====== SELECTION ======

To see all of the elements in the part at once, we can call its
pretty() method:
>>> print(part.pretty())
Part id="P1" name="Piano"
│
├─ TimePoint t=0 quarter=12
│ │
│ └─ starting objects
│ │
│ ├─ 0--48 Measure number=1
│ ├─ 0--48 Note id=n01 voice=1 staff=2 type=whole pitch=A4
│ ├─ 0--48 Page number=1
│ ├─ 0--24 Rest id=r01 voice=2 staff=1 type=half
│ ├─ 0--48 System number=1
│ └─ 0-- TimeSignature 4/4
│
├─ TimePoint t=24 quarter=12
│ │
│ ├─ ending objects
│ │ │
│ │ └─ 0--24 Rest id=r01 voice=2 staff=1 type=half
│ │
│ └─ starting objects
│ │
│ ├─ 24--48 Note id=n02 voice=2 staff=1 type=half pitch=C5
│ └─ 24--48 Note id=n03 voice=2 staff=1 type=half pitch=E5
│
└─ TimePoint t=48 quarter=12
│
└─ ending objects
│
├─ 0--48 Measure number=1
├─ 0--48 Note id=n01 voice=1 staff=2 type=whole pitch=A4
├─ 24--48 Note id=n02 voice=2 staff=1 type=half pitch=C5
├─ 24--48 Note id=n03 voice=2 staff=1 type=half pitch=E5
├─ 0--48 Page number=1
└─ 0--48 System number=1
This reveals that the part has three time points at which one or more musical
objects start or end. At t=0 there are several starting objects, including a
TimeSignature, Measure,
Page, and System.

======

:: REQUIREMENTS ::
1. Decide whether each statement agrees with the passage on the pretty() method. For each, answer yes or no and quote the words of the passage that decide it.
(a) The part is named "Piano".
(b) Note n01 has the pitch C5.
(c) The part has four time points.
2. Resume the passage on the pretty() method, starting right after its last sentence.
The records that come next are separate material, apart from the passage on the pretty() method.

====== GIVEN ENTRIES ======

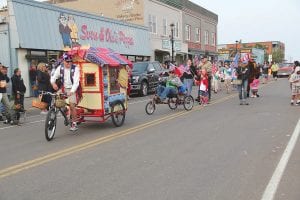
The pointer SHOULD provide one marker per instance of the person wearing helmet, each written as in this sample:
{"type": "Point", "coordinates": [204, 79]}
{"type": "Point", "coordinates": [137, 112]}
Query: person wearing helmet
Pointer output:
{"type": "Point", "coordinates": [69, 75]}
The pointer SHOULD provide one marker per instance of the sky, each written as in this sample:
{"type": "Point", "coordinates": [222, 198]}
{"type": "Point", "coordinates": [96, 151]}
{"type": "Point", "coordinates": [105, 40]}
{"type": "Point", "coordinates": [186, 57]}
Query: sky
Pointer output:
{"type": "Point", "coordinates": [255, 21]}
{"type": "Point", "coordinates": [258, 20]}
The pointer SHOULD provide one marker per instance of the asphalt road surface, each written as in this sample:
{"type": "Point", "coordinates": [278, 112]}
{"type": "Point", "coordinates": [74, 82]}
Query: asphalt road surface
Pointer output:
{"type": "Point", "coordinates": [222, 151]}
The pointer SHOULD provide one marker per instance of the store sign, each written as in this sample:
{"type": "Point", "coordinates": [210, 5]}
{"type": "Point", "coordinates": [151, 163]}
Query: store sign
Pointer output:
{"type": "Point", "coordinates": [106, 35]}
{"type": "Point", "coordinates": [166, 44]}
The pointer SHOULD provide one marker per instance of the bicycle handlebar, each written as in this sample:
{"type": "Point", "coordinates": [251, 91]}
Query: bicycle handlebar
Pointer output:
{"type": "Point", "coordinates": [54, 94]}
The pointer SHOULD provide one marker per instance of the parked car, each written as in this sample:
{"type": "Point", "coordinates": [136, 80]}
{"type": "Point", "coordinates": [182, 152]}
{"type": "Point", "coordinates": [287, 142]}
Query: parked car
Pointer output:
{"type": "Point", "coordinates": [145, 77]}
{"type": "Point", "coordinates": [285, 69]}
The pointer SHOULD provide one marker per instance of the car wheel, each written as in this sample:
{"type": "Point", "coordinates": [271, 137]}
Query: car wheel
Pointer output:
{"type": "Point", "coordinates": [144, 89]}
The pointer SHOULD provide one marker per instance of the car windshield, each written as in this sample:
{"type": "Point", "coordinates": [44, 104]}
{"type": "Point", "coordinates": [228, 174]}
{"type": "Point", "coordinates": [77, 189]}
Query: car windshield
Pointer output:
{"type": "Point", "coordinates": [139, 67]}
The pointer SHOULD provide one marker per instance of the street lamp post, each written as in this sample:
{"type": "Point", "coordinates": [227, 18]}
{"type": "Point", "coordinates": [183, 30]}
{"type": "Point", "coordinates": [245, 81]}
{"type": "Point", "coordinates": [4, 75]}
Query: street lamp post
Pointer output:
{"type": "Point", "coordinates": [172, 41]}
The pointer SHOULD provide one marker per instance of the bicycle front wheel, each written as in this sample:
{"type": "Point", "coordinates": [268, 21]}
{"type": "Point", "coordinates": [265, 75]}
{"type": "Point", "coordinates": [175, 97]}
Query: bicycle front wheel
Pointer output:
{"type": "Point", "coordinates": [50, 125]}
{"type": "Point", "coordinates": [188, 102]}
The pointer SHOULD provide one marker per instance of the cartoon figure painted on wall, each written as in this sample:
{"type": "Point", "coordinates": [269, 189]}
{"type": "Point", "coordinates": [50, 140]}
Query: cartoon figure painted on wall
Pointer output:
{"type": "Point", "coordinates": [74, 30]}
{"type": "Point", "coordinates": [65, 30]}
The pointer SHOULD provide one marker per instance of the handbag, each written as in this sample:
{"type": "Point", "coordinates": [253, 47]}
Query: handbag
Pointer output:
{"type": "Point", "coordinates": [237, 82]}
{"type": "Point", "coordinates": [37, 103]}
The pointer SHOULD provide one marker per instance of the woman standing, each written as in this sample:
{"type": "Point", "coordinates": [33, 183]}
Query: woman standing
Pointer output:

======
====== GIVEN ENTRIES ======

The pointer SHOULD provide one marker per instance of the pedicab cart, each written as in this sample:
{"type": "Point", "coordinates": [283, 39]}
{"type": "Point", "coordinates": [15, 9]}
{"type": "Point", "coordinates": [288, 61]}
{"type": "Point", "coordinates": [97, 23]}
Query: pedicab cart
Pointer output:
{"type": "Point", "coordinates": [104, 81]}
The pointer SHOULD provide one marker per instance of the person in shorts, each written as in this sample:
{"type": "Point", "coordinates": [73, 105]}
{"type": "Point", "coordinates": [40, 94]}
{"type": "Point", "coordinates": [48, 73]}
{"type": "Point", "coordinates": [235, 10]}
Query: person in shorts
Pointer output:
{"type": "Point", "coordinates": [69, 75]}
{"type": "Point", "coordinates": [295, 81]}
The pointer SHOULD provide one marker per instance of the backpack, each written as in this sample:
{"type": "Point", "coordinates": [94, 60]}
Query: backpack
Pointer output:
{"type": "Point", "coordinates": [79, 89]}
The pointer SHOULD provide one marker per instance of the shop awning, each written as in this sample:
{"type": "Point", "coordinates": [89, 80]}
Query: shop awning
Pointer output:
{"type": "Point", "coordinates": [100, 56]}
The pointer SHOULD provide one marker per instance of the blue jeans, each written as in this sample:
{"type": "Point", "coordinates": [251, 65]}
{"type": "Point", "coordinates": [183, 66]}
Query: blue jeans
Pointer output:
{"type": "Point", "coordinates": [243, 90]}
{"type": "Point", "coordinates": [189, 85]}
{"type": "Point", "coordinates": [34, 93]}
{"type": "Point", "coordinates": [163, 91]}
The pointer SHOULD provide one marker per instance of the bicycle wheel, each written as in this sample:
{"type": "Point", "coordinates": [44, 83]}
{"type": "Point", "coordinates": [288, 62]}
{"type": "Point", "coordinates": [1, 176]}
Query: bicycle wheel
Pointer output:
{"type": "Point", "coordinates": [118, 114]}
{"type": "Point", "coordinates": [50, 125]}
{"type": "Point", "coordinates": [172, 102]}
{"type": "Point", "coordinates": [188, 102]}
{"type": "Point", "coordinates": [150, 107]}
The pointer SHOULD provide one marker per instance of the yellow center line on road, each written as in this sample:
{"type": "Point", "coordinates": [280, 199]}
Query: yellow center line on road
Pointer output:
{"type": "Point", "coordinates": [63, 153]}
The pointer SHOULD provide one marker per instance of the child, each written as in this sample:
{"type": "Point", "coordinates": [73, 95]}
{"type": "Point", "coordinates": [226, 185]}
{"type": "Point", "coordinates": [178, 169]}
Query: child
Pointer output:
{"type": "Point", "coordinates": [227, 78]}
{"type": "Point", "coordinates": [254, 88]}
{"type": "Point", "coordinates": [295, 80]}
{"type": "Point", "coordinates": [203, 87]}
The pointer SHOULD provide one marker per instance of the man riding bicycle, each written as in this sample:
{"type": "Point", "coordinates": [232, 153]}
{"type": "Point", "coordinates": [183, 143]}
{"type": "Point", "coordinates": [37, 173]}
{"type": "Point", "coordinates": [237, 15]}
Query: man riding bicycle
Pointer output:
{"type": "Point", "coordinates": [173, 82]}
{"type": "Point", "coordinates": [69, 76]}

======

:: ANSWER SET ::
1.
(a) Yes: "Part id="P1" name="Piano""
(b) No: "Note id=n01 voice=1 staff=2 type=whole pitch=A4"
(c) No: "the part has three time points"

2.
Extracting note information from a Part¶
The notes in this part can be accessed through the notes property:
>>> part.notes
[<partitura.score.Note object at 0x...>,
<partitura.score.Note object at 0x...>,
<partitura.score.Note object at 0x...>]
>>> part.notes[0].duration # duration in divs
48
Alternatively, basic note attributes can be accessed through the note_array property:
>>> arr = part.note_array()
>>> arr.dtype
dtype([('onset_beat', '<f4'),
('duration_beat', '<f4'),
('onset_quarter', '<f4'),
('duration_quarter', '<f4'),
('onset_div', '<i4'),
('duration_div', '<i4'),
('pitch', '<i4'),
('voice', '<i4'),
('id', '<U256')])
The onsets and durations of the notes are specified in various units of time.
>>> for pitch, onset, duration in arr[["pitch", "onset_beat", "duration_beat"]]:
... print(pitch, onset, duration)
69 0.0 4.0
72 2.0 2.0
76 2.0 2.0
Iterating over arbitrary musical objects¶
In the previous Section we used part.notes to obtain the notes in the part as a list.
This property is a shortcut for the following statement:
>>> list(part.iter_all(partitura.score.Note))
[<partitura.score.Note object at 0x...>,
<partitura.score.Note object at 0x...>,
<partitura.score.Note object at 0x...>]
That is, we iterate over all objects of class partitura.score.Note, and
store them in a list. The iter_all() method can be
used to iterate over objects of arbitrary classes in the part:
>>> for m in part.iter_all(partitura.score.Measure):
... print(m)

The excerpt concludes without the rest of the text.